» Exercise brief
Arrange every line of the records below as a Markdown table with the columns Row and Line. Number the rows in order and skip any blank lines.

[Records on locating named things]

┌──

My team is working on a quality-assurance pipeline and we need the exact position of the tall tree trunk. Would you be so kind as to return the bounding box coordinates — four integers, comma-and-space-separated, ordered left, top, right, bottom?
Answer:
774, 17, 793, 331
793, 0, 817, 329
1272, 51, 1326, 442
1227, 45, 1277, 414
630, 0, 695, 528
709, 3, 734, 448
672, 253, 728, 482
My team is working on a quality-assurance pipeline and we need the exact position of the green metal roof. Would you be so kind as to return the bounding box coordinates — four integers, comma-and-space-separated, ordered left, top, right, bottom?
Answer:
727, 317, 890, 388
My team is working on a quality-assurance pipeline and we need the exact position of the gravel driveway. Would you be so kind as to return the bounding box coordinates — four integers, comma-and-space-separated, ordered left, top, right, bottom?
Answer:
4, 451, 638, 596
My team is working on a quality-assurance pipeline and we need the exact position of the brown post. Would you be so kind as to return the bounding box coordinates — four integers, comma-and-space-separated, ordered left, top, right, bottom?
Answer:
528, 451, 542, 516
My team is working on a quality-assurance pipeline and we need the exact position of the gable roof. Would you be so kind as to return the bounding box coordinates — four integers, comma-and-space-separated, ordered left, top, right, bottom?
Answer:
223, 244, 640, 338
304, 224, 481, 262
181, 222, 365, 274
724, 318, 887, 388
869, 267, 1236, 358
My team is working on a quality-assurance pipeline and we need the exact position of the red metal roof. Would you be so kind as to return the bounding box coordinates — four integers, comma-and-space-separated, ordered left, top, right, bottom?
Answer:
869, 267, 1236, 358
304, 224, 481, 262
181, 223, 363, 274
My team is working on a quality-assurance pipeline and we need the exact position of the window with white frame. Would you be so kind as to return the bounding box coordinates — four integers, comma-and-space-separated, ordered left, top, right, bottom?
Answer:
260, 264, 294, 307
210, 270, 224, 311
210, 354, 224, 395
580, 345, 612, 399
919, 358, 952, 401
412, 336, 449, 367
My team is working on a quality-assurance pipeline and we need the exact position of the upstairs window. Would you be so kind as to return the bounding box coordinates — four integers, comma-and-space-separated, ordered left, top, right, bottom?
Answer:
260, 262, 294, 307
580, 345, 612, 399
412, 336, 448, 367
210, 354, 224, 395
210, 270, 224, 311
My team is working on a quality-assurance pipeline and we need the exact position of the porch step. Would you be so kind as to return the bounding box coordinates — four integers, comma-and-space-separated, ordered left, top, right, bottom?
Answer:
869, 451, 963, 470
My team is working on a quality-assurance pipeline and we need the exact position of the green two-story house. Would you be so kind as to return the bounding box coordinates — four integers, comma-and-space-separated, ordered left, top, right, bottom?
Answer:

└──

» Right answer
| Row | Line |
|---|---|
| 1 | My team is working on a quality-assurance pipeline and we need the exact position of the tall tree trunk. Would you be so kind as to return the bounding box coordinates — four integers, comma-and-space-separated, ordered left, top, right, bottom? |
| 2 | Answer: |
| 3 | 774, 17, 793, 331 |
| 4 | 793, 0, 817, 329 |
| 5 | 1272, 51, 1326, 442 |
| 6 | 1227, 45, 1277, 414 |
| 7 | 630, 0, 695, 528 |
| 8 | 709, 3, 734, 448 |
| 9 | 672, 253, 728, 482 |
| 10 | My team is working on a quality-assurance pipeline and we need the exact position of the green metal roof. Would you be so kind as to return the bounding box coordinates — four integers, comma-and-space-separated, ordered left, top, right, bottom? |
| 11 | Answer: |
| 12 | 727, 317, 890, 388 |
| 13 | My team is working on a quality-assurance pipeline and we need the exact position of the gravel driveway. Would you be so kind as to return the bounding box coordinates — four integers, comma-and-space-separated, ordered left, top, right, bottom? |
| 14 | Answer: |
| 15 | 4, 451, 638, 596 |
| 16 | My team is working on a quality-assurance pipeline and we need the exact position of the brown post. Would you be so kind as to return the bounding box coordinates — four integers, comma-and-space-separated, ordered left, top, right, bottom? |
| 17 | Answer: |
| 18 | 528, 451, 542, 516 |
| 19 | My team is working on a quality-assurance pipeline and we need the exact position of the gable roof. Would you be so kind as to return the bounding box coordinates — four integers, comma-and-space-separated, ordered left, top, right, bottom? |
| 20 | Answer: |
| 21 | 223, 244, 640, 338 |
| 22 | 304, 224, 481, 262 |
| 23 | 181, 222, 365, 274 |
| 24 | 724, 318, 887, 388 |
| 25 | 869, 267, 1236, 358 |
| 26 | My team is working on a quality-assurance pipeline and we need the exact position of the red metal roof. Would you be so kind as to return the bounding box coordinates — four integers, comma-and-space-separated, ordered left, top, right, bottom? |
| 27 | Answer: |
| 28 | 869, 267, 1236, 358 |
| 29 | 304, 224, 481, 262 |
| 30 | 181, 223, 363, 274 |
| 31 | My team is working on a quality-assurance pipeline and we need the exact position of the window with white frame. Would you be so kind as to return the bounding box coordinates — four integers, comma-and-space-separated, ordered left, top, right, bottom? |
| 32 | Answer: |
| 33 | 260, 264, 294, 307 |
| 34 | 210, 270, 224, 311 |
| 35 | 210, 354, 224, 395 |
| 36 | 580, 345, 612, 399 |
| 37 | 919, 358, 952, 401 |
| 38 | 412, 336, 449, 367 |
| 39 | My team is working on a quality-assurance pipeline and we need the exact position of the upstairs window. Would you be so kind as to return the bounding box coordinates — four integers, comma-and-space-separated, ordered left, top, right, bottom? |
| 40 | Answer: |
| 41 | 260, 262, 294, 307 |
| 42 | 580, 345, 612, 399 |
| 43 | 412, 336, 448, 367 |
| 44 | 210, 354, 224, 395 |
| 45 | 210, 270, 224, 311 |
| 46 | My team is working on a quality-assurance pipeline and we need the exact position of the porch step. Would you be so kind as to return the bounding box coordinates — four integers, comma-and-space-separated, ordered left, top, right, bottom? |
| 47 | Answer: |
| 48 | 869, 451, 963, 470 |
| 49 | My team is working on a quality-assurance pipeline and we need the exact position of the green two-story house. Would you be so kind as to return the bounding box coordinates — four integers, comma-and-space-separated, ordered left, top, right, bottom? |
| 50 | Answer: |